AIM OF THE TASK →
Write every line of the records below as a JSON list of strings, with one string per line and no blank lines.

WORKING DATA →

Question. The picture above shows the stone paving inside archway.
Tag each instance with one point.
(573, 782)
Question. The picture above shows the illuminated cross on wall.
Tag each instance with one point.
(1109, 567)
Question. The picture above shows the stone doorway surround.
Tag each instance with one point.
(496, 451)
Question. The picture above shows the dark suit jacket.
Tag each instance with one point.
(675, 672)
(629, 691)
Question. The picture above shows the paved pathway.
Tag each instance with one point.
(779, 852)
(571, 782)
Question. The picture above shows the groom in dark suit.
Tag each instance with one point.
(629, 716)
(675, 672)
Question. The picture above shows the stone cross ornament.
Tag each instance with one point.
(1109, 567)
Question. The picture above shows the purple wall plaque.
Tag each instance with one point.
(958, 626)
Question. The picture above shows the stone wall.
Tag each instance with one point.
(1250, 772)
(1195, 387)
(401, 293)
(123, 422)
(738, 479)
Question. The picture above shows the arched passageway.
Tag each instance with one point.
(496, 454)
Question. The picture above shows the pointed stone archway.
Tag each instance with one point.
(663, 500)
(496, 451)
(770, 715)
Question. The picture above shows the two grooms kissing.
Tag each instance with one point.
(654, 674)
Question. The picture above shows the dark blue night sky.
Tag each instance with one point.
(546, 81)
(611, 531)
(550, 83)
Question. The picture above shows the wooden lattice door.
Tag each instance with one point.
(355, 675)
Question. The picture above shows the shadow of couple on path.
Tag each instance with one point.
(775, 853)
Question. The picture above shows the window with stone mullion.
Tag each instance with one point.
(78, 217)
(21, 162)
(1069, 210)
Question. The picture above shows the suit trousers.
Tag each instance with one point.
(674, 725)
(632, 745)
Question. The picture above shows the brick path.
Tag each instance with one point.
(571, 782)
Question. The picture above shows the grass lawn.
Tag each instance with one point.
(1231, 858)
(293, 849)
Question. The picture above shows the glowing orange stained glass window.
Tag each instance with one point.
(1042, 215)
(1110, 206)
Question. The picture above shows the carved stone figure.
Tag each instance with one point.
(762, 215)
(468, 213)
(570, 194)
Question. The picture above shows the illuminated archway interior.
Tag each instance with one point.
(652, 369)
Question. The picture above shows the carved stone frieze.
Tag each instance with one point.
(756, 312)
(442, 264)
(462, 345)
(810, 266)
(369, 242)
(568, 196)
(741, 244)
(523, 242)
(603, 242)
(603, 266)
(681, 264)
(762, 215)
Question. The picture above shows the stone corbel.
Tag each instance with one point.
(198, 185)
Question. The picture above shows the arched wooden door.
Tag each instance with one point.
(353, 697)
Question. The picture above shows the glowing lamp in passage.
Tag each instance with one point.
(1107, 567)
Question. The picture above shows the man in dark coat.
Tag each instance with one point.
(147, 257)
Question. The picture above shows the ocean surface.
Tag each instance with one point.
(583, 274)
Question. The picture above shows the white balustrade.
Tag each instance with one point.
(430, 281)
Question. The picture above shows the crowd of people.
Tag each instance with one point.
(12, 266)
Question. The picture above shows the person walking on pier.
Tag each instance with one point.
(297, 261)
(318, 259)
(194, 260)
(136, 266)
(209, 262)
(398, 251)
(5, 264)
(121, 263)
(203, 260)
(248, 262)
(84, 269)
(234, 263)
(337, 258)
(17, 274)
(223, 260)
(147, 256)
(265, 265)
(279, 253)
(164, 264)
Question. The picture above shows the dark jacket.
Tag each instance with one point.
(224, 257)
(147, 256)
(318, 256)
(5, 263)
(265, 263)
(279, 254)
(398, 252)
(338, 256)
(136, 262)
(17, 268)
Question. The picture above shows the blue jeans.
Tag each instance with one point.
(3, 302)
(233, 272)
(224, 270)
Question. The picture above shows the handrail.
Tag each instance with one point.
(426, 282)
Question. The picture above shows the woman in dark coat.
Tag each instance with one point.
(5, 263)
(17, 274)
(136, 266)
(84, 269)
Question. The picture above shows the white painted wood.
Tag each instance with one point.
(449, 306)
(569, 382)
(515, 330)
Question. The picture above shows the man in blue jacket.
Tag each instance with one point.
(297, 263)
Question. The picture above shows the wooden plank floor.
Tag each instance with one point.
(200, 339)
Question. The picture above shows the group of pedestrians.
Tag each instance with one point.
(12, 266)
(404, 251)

SOLVED PROBLEM →
[
  "Question. The picture above shows the stone paving inside archway.",
  "Tag each instance with one point.",
  "(573, 782)",
  "Question. The picture above shows the illuminated cross on wall.",
  "Tag each instance with one point.",
  "(1109, 567)",
  "Question. The picture above shows the stone doorway surround.",
  "Tag each instance with one point.",
  "(496, 451)",
  "Question. The picture above shows the dark suit jacket.",
  "Tag each instance with one point.",
  "(675, 672)",
  "(629, 691)",
  "Question. The picture above shows the paved pathway.",
  "Tag each instance with one point.",
  "(779, 852)",
  "(571, 782)",
  "Question. The picture above shows the groom in dark suit.",
  "Tag each instance with one point.",
  "(629, 716)",
  "(675, 672)",
  "Question. The picture above shows the stone cross ornament.",
  "Tag each instance with one point.",
  "(1109, 567)",
  "Question. The picture above shows the purple wall plaque.",
  "Tag each instance with one point.",
  "(958, 626)",
  "Question. The picture above shows the stone wall.",
  "Tag each instance with one point.",
  "(1250, 772)",
  "(1195, 387)",
  "(401, 293)",
  "(123, 422)",
  "(738, 479)",
  "Question. The picture above shows the arched passageway.",
  "Tag each instance with one point.",
  "(496, 454)",
  "Question. The picture above shows the pointed stone archway.",
  "Tag each instance with one point.",
  "(663, 500)",
  "(496, 451)",
  "(770, 715)",
  "Question. The picture above shows the two grooms kissing.",
  "Tag each instance with one point.",
  "(654, 674)",
  "Question. The picture above shows the dark blue night sky.",
  "Tag each instance with one point.",
  "(546, 81)",
  "(611, 531)",
  "(550, 83)",
  "Question. The picture above shows the wooden lattice door.",
  "Tag each instance with one point.",
  "(355, 675)",
  "Question. The picture above shows the shadow of couple on path.",
  "Tag each instance with one point.",
  "(775, 853)",
  "Question. The picture above shows the window with stone mullion.",
  "Tag each instance with one point.",
  "(78, 217)",
  "(21, 162)",
  "(1069, 210)",
  "Question. The picture above shows the suit trousers.",
  "Tag each instance with one point.",
  "(674, 725)",
  "(632, 745)",
  "Question. The picture above shows the brick path.",
  "Tag each instance with one point.",
  "(571, 782)",
  "Question. The picture above shows the grass lawn.",
  "Tag each instance with one point.",
  "(1231, 858)",
  "(293, 849)",
  "Question. The picture above shows the glowing orange stained glass window.",
  "Tag each instance with one point.",
  "(1042, 215)",
  "(1110, 206)",
  "Question. The picture above shows the carved stone figure.",
  "Tag each instance with one point.",
  "(762, 215)",
  "(468, 213)",
  "(570, 194)",
  "Question. The picture above shows the illuminated archway interior.",
  "Tag each instance with one point.",
  "(652, 369)",
  "Question. The picture above shows the carved stone frieze.",
  "Tag each instance with one point.",
  "(756, 312)",
  "(442, 264)",
  "(462, 345)",
  "(810, 266)",
  "(369, 242)",
  "(568, 196)",
  "(741, 244)",
  "(523, 242)",
  "(603, 242)",
  "(603, 266)",
  "(681, 264)",
  "(762, 215)",
  "Question. The picture above shows the stone corbel.",
  "Tag each instance with one point.",
  "(198, 185)",
  "Question. The picture above shows the arched wooden door.",
  "Tag each instance with one point.",
  "(353, 697)",
  "Question. The picture above shows the glowing lamp in passage.",
  "Tag each instance with one point.",
  "(1107, 567)",
  "Question. The picture above shows the man in dark coat.",
  "Tag each instance with one point.",
  "(147, 257)",
  "Question. The picture above shows the ocean surface.",
  "Tag each instance with one point.",
  "(583, 274)",
  "Question. The picture above shows the white balustrade.",
  "Tag each instance with one point.",
  "(430, 281)",
  "Question. The picture above shows the crowd of people.",
  "Tag each instance with one point.",
  "(12, 266)",
  "Question. The picture above shows the person walking on pier.",
  "Tag each instance with one point.",
  "(297, 261)",
  "(318, 259)",
  "(194, 260)",
  "(136, 266)",
  "(209, 262)",
  "(398, 251)",
  "(5, 264)",
  "(121, 263)",
  "(203, 260)",
  "(248, 262)",
  "(84, 269)",
  "(234, 263)",
  "(337, 258)",
  "(17, 274)",
  "(223, 260)",
  "(147, 256)",
  "(265, 265)",
  "(279, 253)",
  "(164, 264)",
  "Question. The picture above shows the dark jacket.",
  "Tag each instance with one point.",
  "(224, 257)",
  "(147, 256)",
  "(318, 256)",
  "(5, 263)",
  "(265, 263)",
  "(279, 254)",
  "(398, 252)",
  "(338, 256)",
  "(136, 262)",
  "(17, 268)",
  "Question. The picture above shows the blue jeans.",
  "Tag each instance with one point.",
  "(3, 302)",
  "(233, 272)",
  "(224, 270)",
  "Question. The picture above shows the handrail.",
  "Tag each instance with one point.",
  "(426, 282)",
  "Question. The picture above shows the woman in dark coat.",
  "Tag each instance with one point.",
  "(5, 263)",
  "(17, 274)",
  "(136, 266)",
  "(84, 269)",
  "Question. The picture above shows the white painted wood.",
  "Tag each instance with one point.",
  "(449, 306)",
  "(569, 382)",
  "(515, 330)",
  "Question. The picture above shows the man in blue jacket.",
  "Tag each instance with one point.",
  "(297, 263)",
  "Question. The picture above shows the wooden plank floor.",
  "Tag each instance with one point.",
  "(200, 339)",
  "Question. The picture above shows the group of pedestrians.",
  "Tag each instance with one point.",
  "(12, 266)",
  "(404, 251)"
]